[begin Document extract]

Secondly, ‘Focusing’ approaches everything that arises in Consciousness within the body-mind as ‘other’ – that which is on the threshold of Consciousness is ‘related to’, in order to acknowledge it fully and welcome it into awareness. As Consciousness, we ‘relate’ to what is arising, and empathise with ‘it’. So ‘Focusing’ frames self-empathy as an ‘inner relationship’ – quite literally at first (we may actually ‘say Hello’ to parts of ourselves) – as a way to allow the processes of healing and insight that are trying to happen.
Because the importance of the Other Power dimension is often not well understood within Buddhist communities of practice, this article is perhaps more concerned with Buddhist conceptualisations of meditation than with ‘Focusing’. It is however, once again drawing on insights from the ‘Focusing’ approach to meditative process, and using these to better understand the subtleties of how we apply the Four Right Efforts in our meditative processes.
Please note that this is a two-part article. Key information, regarding the importance of the brahmavihāras to our understanding of the way Right Effort works in the Other Power context, is provided in the second article, which is linked at the end of this one.
This is the thirteenth article in the Buddha Meets Gendlin series. It follows on directly from the twelfth article – Dimensions of the Buddhist Heart. If you wish to read the whole sequence of articles, the first article is Eugene Gendlin’s Clear Space.

[end Document extract]
[begin Dataset rows]

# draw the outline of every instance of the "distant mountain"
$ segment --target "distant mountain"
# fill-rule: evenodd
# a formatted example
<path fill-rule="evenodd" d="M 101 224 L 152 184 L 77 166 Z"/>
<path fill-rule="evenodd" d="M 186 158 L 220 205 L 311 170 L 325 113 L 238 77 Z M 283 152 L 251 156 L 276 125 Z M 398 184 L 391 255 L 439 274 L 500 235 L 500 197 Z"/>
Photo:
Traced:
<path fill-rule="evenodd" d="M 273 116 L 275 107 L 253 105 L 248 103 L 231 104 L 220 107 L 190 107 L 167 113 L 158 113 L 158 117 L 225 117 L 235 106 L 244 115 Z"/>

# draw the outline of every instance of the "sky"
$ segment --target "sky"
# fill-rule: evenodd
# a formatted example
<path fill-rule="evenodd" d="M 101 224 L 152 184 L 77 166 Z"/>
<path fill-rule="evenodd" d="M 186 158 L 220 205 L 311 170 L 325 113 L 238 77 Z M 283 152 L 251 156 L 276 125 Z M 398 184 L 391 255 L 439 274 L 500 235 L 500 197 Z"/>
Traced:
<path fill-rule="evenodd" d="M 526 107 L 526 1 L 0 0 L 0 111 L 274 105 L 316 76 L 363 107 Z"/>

[end Dataset rows]

• Work to be completed:
Return the part of the excerpt on Focusing and Buddhist meditation that starts at the words "Because the importance" and ends after "our meditative processes.", copied word for word.

• Correct result:
Because the importance of the Other Power dimension is often not well understood within Buddhist communities of practice, this article is perhaps more concerned with Buddhist conceptualisations of meditation than with ‘Focusing’. It is however, once again drawing on insights from the ‘Focusing’ approach to meditative process, and using these to better understand the subtleties of how we apply the Four Right Efforts in our meditative processes.